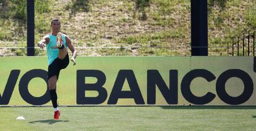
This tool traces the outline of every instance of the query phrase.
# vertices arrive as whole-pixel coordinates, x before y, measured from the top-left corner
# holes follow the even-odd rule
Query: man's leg
[[[58,108],[57,99],[58,96],[56,93],[56,83],[57,76],[53,76],[48,79],[49,90],[50,92],[51,100],[53,103],[53,106],[54,108],[54,119],[59,119],[59,116],[60,114],[59,109]]]
[[[65,58],[66,55],[67,54],[67,50],[66,47],[62,45],[62,49],[59,49],[59,56],[58,58],[61,60]]]

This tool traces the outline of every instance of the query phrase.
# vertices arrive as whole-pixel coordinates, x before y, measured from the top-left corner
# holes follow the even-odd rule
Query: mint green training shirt
[[[51,65],[53,62],[59,56],[59,49],[56,47],[57,36],[53,35],[51,33],[49,34],[49,41],[46,45],[47,55],[48,57],[48,65]],[[67,43],[66,42],[65,37],[67,35],[62,33],[62,39],[65,47],[67,49]]]

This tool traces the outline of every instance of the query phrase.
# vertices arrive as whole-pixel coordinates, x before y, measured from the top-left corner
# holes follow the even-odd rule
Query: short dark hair
[[[53,22],[59,22],[59,23],[61,23],[61,20],[58,19],[58,18],[52,20],[51,22],[51,25],[53,24]]]

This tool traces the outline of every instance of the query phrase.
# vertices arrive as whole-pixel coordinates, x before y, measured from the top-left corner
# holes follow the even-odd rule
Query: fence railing
[[[231,38],[231,45],[228,44],[228,54],[232,56],[255,56],[255,28]],[[231,52],[229,52],[230,48]]]

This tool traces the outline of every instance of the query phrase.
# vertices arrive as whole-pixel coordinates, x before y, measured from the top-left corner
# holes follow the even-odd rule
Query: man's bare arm
[[[43,49],[46,46],[46,45],[49,43],[49,34],[47,34],[47,35],[43,37],[43,39],[41,40],[38,42],[37,46],[38,47],[40,47],[40,48]]]
[[[69,39],[69,38],[66,36],[65,37],[65,39],[67,47],[69,47],[69,49],[71,50],[72,53],[71,61],[74,62],[74,65],[75,65],[75,58],[77,58],[77,50],[75,50],[74,45],[71,43],[71,41]]]

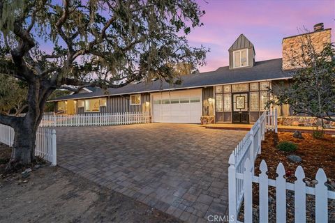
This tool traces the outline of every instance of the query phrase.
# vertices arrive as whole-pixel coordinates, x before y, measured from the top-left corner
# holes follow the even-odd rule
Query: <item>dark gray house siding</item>
[[[202,89],[202,116],[214,116],[214,87],[208,86]]]
[[[107,100],[107,112],[150,112],[150,94],[141,94],[141,105],[131,105],[130,95],[110,96]]]

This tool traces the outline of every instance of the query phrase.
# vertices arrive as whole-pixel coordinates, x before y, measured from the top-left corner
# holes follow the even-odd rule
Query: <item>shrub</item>
[[[281,141],[277,145],[277,148],[285,152],[295,152],[298,146],[292,141]]]
[[[325,134],[325,130],[322,128],[317,128],[313,129],[312,137],[314,139],[322,139]]]

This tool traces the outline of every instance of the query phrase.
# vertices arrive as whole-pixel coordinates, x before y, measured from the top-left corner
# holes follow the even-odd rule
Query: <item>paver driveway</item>
[[[246,134],[165,123],[57,131],[60,166],[189,222],[226,214],[228,156]]]

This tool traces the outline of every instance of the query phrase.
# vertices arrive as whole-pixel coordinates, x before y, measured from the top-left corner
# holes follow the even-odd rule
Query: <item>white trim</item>
[[[92,93],[93,91],[89,90],[89,89],[87,89],[87,88],[82,88],[82,89],[84,89],[86,91],[87,91],[88,93]]]
[[[131,102],[131,97],[133,96],[140,96],[140,102],[138,103],[136,103],[136,104],[133,104]],[[136,93],[136,94],[131,94],[131,98],[130,98],[130,100],[131,100],[131,105],[141,105],[141,102],[142,102],[142,98],[141,98],[141,94],[140,93]]]
[[[242,51],[246,50],[246,65],[242,66]],[[239,52],[239,64],[240,66],[237,67],[235,66],[235,53]],[[248,48],[245,48],[242,49],[235,50],[232,52],[232,68],[240,68],[249,66],[249,50]]]
[[[276,81],[276,80],[279,80],[279,79],[292,79],[292,77],[278,77],[278,78],[271,78],[271,79],[262,79],[254,80],[254,81],[246,81],[246,82],[230,82],[230,83],[225,83],[225,84],[200,85],[200,86],[189,86],[189,87],[180,88],[180,89],[164,89],[164,90],[152,90],[152,91],[135,91],[135,92],[107,94],[107,95],[92,96],[92,97],[77,98],[66,98],[66,99],[61,99],[61,100],[48,100],[47,102],[59,102],[59,101],[61,101],[61,100],[80,100],[80,99],[85,99],[85,98],[103,98],[103,97],[108,97],[108,96],[133,95],[133,94],[144,93],[149,93],[163,92],[163,91],[169,91],[188,90],[188,89],[200,89],[200,88],[204,88],[204,87],[207,87],[207,86],[219,86],[219,85],[253,83],[253,82],[269,82],[269,81]]]

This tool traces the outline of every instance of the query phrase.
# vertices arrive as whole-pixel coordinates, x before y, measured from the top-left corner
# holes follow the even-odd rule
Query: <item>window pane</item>
[[[58,110],[59,111],[65,111],[66,110],[66,101],[58,102]]]
[[[260,107],[260,100],[258,100],[258,92],[251,92],[250,93],[250,111],[258,112],[259,107]]]
[[[215,95],[215,111],[223,112],[223,102],[222,94]]]
[[[155,105],[159,105],[161,104],[161,100],[154,100],[154,104]]]
[[[85,101],[83,100],[79,100],[77,102],[78,107],[85,107]]]
[[[190,100],[188,98],[180,98],[180,102],[181,103],[189,103]]]
[[[162,100],[162,104],[170,104],[170,99]]]
[[[248,84],[232,84],[232,92],[244,92],[249,90]]]
[[[171,99],[171,104],[179,104],[179,98]]]
[[[200,98],[190,98],[190,102],[195,103],[195,102],[200,102]]]
[[[238,68],[241,66],[241,54],[239,52],[234,52],[234,66],[235,68]]]
[[[215,87],[215,93],[222,93],[222,86],[216,86]]]
[[[107,106],[107,100],[106,98],[101,98],[100,100],[100,106]]]
[[[250,91],[258,91],[258,83],[251,83]]]
[[[223,95],[223,111],[230,112],[232,111],[232,94],[225,93]]]
[[[131,95],[131,105],[141,104],[141,95]]]
[[[244,49],[244,50],[242,50],[241,52],[241,65],[242,66],[247,66],[246,64],[246,49]]]
[[[267,91],[269,90],[269,82],[262,82],[260,83],[260,91]]]
[[[230,92],[232,92],[232,86],[231,86],[231,85],[225,85],[225,86],[223,86],[223,92],[224,92],[224,93],[230,93]]]
[[[99,112],[100,99],[85,100],[85,112]]]
[[[265,107],[267,106],[267,102],[269,102],[269,93],[267,91],[260,91],[260,111],[265,111]]]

== TASK DESCRIPTION ==
Reproduce all of the material above word for word, omitting the pictures.

== SOLVED EXERCISE ==
This tool traces the outline of every instance of the query phrase.
# vertices arrive as whole-pixel coordinates, x before y, measured from the top-left corner
# holes follow the even-odd rule
Query: man's leg
[[[58,108],[57,99],[58,96],[56,93],[56,83],[57,76],[53,76],[48,79],[49,90],[50,92],[51,100],[53,103],[53,106],[54,108],[54,119],[59,119],[59,116],[60,114],[59,109]]]
[[[65,58],[66,55],[67,54],[67,50],[66,47],[62,45],[62,49],[59,49],[59,56],[58,58],[61,60]]]

This tool traces the outline of every instance of the query phrase.
# vertices arrive as whole-pixel coordinates, x before y, measured from the top-left corner
# holes follow the even-odd rule
Query: mint green training shirt
[[[51,65],[53,62],[59,56],[59,49],[56,47],[57,36],[53,35],[51,33],[49,34],[49,41],[46,45],[47,55],[48,57],[48,65]],[[67,43],[66,42],[65,37],[67,35],[62,33],[62,39],[65,47],[67,49]]]

This tool traces the outline of every instance of the query phrase.
# vertices arrive as whole-pixel coordinates, x before y, measured from the top-left corner
# holes follow the even-odd rule
Query: short dark hair
[[[53,22],[59,22],[59,23],[61,23],[61,20],[58,19],[58,18],[52,20],[51,22],[51,25],[53,24]]]

This tool traces the outline of every instance of the query phrase.
# vertices arrive as whole-pixel coordinates, x before y, measured from the top-left corner
# holes follow the even-odd rule
Query: fence railing
[[[231,38],[231,45],[228,44],[228,54],[232,56],[255,56],[255,28]],[[231,52],[229,52],[230,48]]]

This tool traces the outline of every instance of the query phrase.
# vertices arrive as whole-pixel coordinates, x before y, measured from the top-left corner
# holes follow the even-odd rule
Query: man's bare arm
[[[43,49],[46,46],[46,45],[49,43],[49,34],[47,34],[47,35],[43,37],[43,39],[41,40],[38,42],[37,46],[38,47],[40,47],[40,48]]]
[[[69,39],[69,38],[66,36],[65,37],[65,39],[67,47],[69,47],[69,49],[71,50],[72,53],[71,61],[74,62],[74,65],[75,65],[75,58],[77,58],[77,50],[75,50],[74,45],[71,43],[71,41]]]

This tool traces the outline of every instance of the query phrase.
# vertices arrive as whole-pixel coordinates, x before y, measured from the top-left corner
# holes follow the even-odd rule
Query: <item>dark gray house siding</item>
[[[202,89],[202,116],[214,116],[214,87],[208,86]]]
[[[107,100],[107,112],[150,112],[150,94],[141,94],[141,105],[131,105],[130,95],[110,96]]]

This tool traces the outline of every instance of the query phrase.
# vertices arrive as whole-pixel coordinates, x before y, measured from the top-left corner
# holes follow the even-odd rule
Query: <item>shrub</item>
[[[281,141],[277,145],[277,148],[285,152],[295,152],[298,146],[292,141]]]
[[[325,134],[325,130],[322,128],[317,128],[313,129],[312,137],[314,139],[322,139]]]

This tool traces the outline of every instance of the query phrase.
# vertices arrive as whole-pixel coordinates, x before y, measured from the top-left corner
# holes follow the even-odd rule
Query: <item>paver driveway</item>
[[[246,134],[165,123],[57,131],[60,166],[189,222],[226,214],[228,156]]]

This tool traces the outline of every instance of the query phrase.
# vertices arrive as whole-pixel coordinates, x before y, measured from the top-left corner
# holes follow the even-odd rule
Query: <item>white trim</item>
[[[92,93],[93,91],[89,90],[89,89],[87,89],[87,88],[82,88],[82,89],[84,89],[86,91],[87,91],[88,93]]]
[[[131,102],[131,97],[133,96],[140,96],[140,102],[138,103],[136,103],[136,104],[133,104]],[[136,93],[136,94],[131,94],[131,98],[130,98],[130,100],[131,100],[131,105],[141,105],[141,102],[142,102],[142,98],[141,98],[141,94],[140,93]]]
[[[242,51],[246,50],[246,65],[242,66]],[[239,52],[239,64],[240,66],[237,67],[235,66],[235,53]],[[248,48],[245,48],[242,49],[235,50],[232,52],[232,68],[240,68],[249,66],[249,50]]]
[[[276,81],[276,80],[279,80],[279,79],[292,79],[292,77],[278,77],[278,78],[271,78],[271,79],[262,79],[254,80],[254,81],[246,81],[246,82],[230,82],[230,83],[225,83],[225,84],[200,85],[200,86],[189,86],[189,87],[180,88],[180,89],[164,89],[164,90],[152,90],[152,91],[135,91],[135,92],[107,94],[107,95],[92,96],[92,97],[77,98],[66,98],[66,99],[61,99],[61,100],[48,100],[47,102],[59,102],[59,101],[61,101],[61,100],[80,100],[80,99],[85,99],[85,98],[103,98],[103,97],[108,97],[108,96],[133,95],[133,94],[144,93],[149,93],[163,92],[163,91],[169,91],[188,90],[188,89],[200,89],[200,88],[204,88],[204,87],[207,87],[207,86],[219,86],[219,85],[253,83],[253,82],[269,82],[269,81]]]

This tool traces the outline of every instance of the query phrase.
# vertices arrive as whole-pixel coordinates, x before y, measured from the top-left corner
# holes follow the even-odd rule
Query: <item>window pane</item>
[[[58,110],[59,111],[65,111],[66,110],[66,101],[58,102]]]
[[[260,107],[260,100],[258,100],[258,92],[251,92],[250,93],[250,111],[258,112],[259,107]]]
[[[215,95],[215,111],[223,112],[223,102],[222,94]]]
[[[155,105],[159,105],[161,104],[161,100],[154,100],[154,104]]]
[[[85,101],[83,100],[79,100],[77,102],[78,107],[85,107]]]
[[[190,100],[188,98],[180,98],[180,102],[181,103],[189,103]]]
[[[162,100],[162,104],[170,104],[170,99]]]
[[[248,84],[232,84],[232,92],[244,92],[249,90]]]
[[[171,99],[171,104],[179,104],[179,98]]]
[[[200,98],[190,98],[190,102],[195,103],[195,102],[200,102]]]
[[[238,68],[241,66],[241,54],[239,52],[234,52],[234,66],[235,68]]]
[[[215,87],[215,93],[222,93],[222,86],[216,86]]]
[[[107,106],[107,100],[106,98],[101,98],[100,100],[100,106]]]
[[[250,91],[258,91],[258,83],[251,83]]]
[[[223,95],[223,111],[230,112],[232,111],[232,94],[225,93]]]
[[[131,95],[131,105],[141,104],[141,95]]]
[[[244,49],[244,50],[242,50],[241,52],[241,65],[242,66],[247,66],[246,64],[246,49]]]
[[[267,91],[269,90],[269,82],[262,82],[260,83],[260,91]]]
[[[230,92],[232,92],[232,86],[231,86],[231,85],[225,85],[225,86],[223,86],[223,92],[224,92],[224,93],[230,93]]]
[[[99,112],[100,99],[85,100],[85,112]]]
[[[265,107],[267,106],[267,102],[269,102],[269,93],[267,91],[260,91],[260,111],[265,111]]]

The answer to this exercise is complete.